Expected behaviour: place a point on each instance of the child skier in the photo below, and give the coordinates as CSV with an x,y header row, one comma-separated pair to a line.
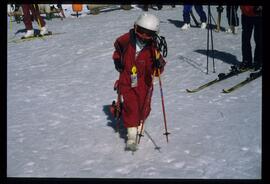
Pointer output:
x,y
136,57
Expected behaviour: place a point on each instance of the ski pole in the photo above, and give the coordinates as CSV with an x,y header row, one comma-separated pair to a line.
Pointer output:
x,y
118,111
163,106
39,24
148,96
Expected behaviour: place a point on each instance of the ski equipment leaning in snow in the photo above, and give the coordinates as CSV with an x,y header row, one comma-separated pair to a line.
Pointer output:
x,y
28,23
221,76
134,60
252,76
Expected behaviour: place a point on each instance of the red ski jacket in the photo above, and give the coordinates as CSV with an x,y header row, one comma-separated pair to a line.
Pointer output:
x,y
137,100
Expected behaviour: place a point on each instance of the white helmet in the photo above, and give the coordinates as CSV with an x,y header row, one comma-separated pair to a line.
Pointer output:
x,y
148,21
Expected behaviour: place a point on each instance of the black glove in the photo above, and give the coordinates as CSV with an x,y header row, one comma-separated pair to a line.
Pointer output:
x,y
118,66
158,63
258,10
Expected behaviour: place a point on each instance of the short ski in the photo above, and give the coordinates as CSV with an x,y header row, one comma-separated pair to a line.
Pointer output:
x,y
251,77
222,76
22,39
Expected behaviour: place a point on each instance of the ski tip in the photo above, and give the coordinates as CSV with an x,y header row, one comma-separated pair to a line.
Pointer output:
x,y
225,91
190,91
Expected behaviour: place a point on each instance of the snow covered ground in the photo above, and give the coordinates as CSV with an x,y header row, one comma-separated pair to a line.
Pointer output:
x,y
59,89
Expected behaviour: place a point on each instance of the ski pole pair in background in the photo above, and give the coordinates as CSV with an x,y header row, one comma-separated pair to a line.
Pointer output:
x,y
138,59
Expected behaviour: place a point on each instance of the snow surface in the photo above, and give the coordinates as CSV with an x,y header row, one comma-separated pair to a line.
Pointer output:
x,y
59,90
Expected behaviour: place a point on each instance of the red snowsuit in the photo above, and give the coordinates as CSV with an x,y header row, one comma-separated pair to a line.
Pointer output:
x,y
137,100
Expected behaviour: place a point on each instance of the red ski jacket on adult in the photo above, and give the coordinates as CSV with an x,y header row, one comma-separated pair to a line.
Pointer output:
x,y
137,100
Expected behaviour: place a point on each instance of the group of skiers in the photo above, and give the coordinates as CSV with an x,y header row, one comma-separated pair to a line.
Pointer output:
x,y
137,58
30,12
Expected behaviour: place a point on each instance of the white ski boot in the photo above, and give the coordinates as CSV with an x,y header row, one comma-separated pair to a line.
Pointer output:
x,y
29,33
131,142
203,25
43,31
185,26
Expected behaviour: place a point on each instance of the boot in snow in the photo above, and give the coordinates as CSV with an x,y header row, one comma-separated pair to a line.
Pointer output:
x,y
131,142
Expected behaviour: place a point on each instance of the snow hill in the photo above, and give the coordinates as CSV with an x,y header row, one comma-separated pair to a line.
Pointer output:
x,y
59,90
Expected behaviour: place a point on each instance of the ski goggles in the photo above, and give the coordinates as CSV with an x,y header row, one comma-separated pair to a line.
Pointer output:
x,y
143,33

PROBLEM TO SOLVE ▸ Give an exact reproduction of the lines from the one with "the snow hill" to the final line of the entries, including both.

TASK RESPONSE ▸
Expected behaviour: place a point on each instance of the snow hill in the photo above, and give the coordinates as CSV with an x,y header row, one comma-separated pair to a line.
Pointer output:
x,y
59,90
Expected behaviour: place a point on each instance of the ski goggles in the photo above, and give the coordinates as CSV with an x,y header row, one comma-separated pair to a line.
Pointer output:
x,y
143,33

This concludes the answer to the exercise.